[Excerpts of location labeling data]

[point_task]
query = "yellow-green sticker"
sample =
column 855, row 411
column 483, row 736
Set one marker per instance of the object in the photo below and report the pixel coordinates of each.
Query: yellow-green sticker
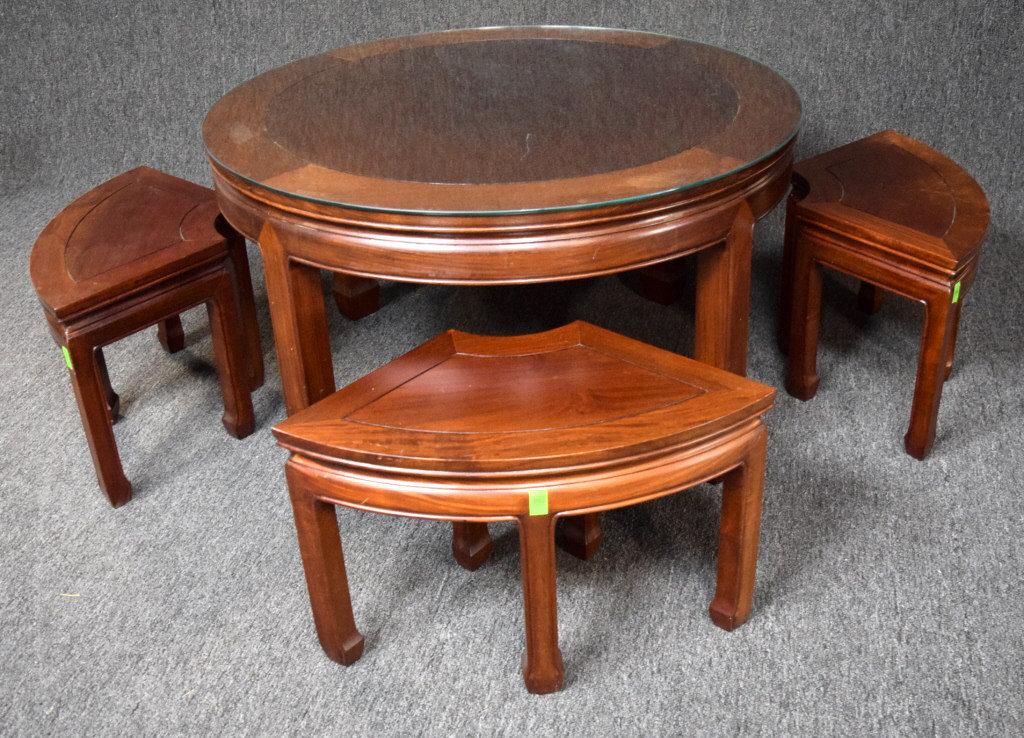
column 539, row 502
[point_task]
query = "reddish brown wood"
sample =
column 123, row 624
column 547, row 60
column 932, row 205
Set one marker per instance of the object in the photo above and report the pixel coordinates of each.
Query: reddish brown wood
column 313, row 210
column 324, row 563
column 132, row 253
column 737, row 541
column 355, row 296
column 901, row 217
column 113, row 400
column 470, row 428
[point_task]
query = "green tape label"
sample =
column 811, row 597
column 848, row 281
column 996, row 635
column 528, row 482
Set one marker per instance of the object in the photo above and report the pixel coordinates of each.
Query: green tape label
column 539, row 502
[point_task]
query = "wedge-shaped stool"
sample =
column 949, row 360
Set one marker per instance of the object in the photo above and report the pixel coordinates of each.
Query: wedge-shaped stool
column 132, row 253
column 901, row 217
column 531, row 428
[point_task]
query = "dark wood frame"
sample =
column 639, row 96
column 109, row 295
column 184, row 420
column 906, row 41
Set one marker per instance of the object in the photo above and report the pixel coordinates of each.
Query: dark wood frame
column 719, row 436
column 937, row 271
column 203, row 261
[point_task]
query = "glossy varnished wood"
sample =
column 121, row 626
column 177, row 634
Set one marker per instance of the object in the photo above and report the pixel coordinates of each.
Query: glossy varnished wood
column 466, row 428
column 132, row 253
column 308, row 214
column 901, row 217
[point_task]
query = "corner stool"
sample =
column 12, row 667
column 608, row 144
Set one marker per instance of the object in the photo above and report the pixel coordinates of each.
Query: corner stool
column 530, row 429
column 901, row 217
column 135, row 252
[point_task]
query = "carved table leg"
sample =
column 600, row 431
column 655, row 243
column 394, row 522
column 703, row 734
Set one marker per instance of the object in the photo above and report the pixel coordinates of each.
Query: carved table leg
column 869, row 298
column 92, row 404
column 542, row 669
column 723, row 302
column 580, row 534
column 232, row 366
column 737, row 544
column 299, row 318
column 170, row 335
column 113, row 401
column 247, row 309
column 355, row 296
column 802, row 378
column 471, row 545
column 939, row 327
column 951, row 347
column 320, row 546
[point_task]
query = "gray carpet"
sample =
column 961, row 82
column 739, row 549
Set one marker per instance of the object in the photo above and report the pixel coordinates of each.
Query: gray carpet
column 889, row 596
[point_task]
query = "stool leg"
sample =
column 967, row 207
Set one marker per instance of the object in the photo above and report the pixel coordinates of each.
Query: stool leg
column 580, row 534
column 787, row 275
column 939, row 326
column 542, row 667
column 92, row 404
column 951, row 347
column 737, row 541
column 324, row 563
column 869, row 298
column 471, row 545
column 355, row 296
column 113, row 401
column 805, row 317
column 170, row 334
column 247, row 309
column 232, row 370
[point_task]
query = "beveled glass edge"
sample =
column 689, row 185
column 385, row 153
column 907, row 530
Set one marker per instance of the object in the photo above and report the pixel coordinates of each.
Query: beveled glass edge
column 547, row 209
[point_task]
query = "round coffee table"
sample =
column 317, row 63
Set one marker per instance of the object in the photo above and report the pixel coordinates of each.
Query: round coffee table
column 502, row 156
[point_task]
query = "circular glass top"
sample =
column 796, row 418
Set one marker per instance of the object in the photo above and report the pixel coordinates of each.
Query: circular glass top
column 494, row 121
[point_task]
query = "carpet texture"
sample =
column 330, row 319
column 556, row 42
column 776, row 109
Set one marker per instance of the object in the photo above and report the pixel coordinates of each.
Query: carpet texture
column 889, row 596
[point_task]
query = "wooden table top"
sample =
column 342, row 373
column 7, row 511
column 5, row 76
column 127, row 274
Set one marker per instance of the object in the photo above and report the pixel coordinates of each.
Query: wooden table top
column 502, row 121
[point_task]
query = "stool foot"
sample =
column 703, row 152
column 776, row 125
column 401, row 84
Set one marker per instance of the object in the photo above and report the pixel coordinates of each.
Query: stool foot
column 324, row 563
column 916, row 448
column 471, row 545
column 543, row 669
column 87, row 373
column 171, row 335
column 580, row 535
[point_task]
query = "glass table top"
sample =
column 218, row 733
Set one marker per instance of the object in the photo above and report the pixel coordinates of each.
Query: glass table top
column 495, row 121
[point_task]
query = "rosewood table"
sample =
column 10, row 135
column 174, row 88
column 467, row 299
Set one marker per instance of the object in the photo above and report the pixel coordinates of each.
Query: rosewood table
column 496, row 157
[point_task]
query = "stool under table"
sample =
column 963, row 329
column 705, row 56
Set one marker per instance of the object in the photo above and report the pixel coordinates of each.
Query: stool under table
column 131, row 253
column 530, row 429
column 901, row 217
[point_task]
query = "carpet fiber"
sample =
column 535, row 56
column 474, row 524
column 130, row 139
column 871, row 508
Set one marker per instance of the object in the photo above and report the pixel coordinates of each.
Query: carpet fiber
column 889, row 597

THE EXERCISE >> Revise the entries from the start through the line containing "column 203, row 261", replacing "reddish brown wood" with "auburn wood" wherever it occurs and keeping all other text unchanged. Omit the pictures from your answer.

COMPLETE RESPONSE >>
[point_task]
query = "yellow-green sticker"
sample =
column 855, row 411
column 483, row 736
Set one marker per instance of the object in the photo below and report the pixel coordinates of each.
Query: yellow-green sticker
column 539, row 502
[point_task]
query = "auburn wood"
sample =
column 123, row 624
column 547, row 60
column 932, row 205
Set one marker per instance of the object in the photo above and report the pixel coordinates of each.
Query: auburn wood
column 313, row 210
column 324, row 563
column 132, row 253
column 737, row 541
column 355, row 296
column 901, row 217
column 113, row 400
column 470, row 428
[point_task]
query = "green tape label"
sample =
column 811, row 597
column 848, row 281
column 996, row 635
column 528, row 482
Set one marker per instance of the object in the photo above and report the pixel coordinates of each.
Query: green tape label
column 539, row 502
[point_task]
query = "wedge-shaped stool"
sample =
column 949, row 360
Set one marker per instance of the object in the photo above and report the pixel coordinates of each.
Query: wedge-shaped stool
column 132, row 253
column 901, row 217
column 531, row 428
[point_task]
query = "dark wood frame"
sample =
column 639, row 96
column 109, row 295
column 184, row 420
column 906, row 41
Set one marker per instance of the object in the photo above and report the pixel coordinates of each.
Query: dark wood frame
column 719, row 436
column 937, row 271
column 203, row 261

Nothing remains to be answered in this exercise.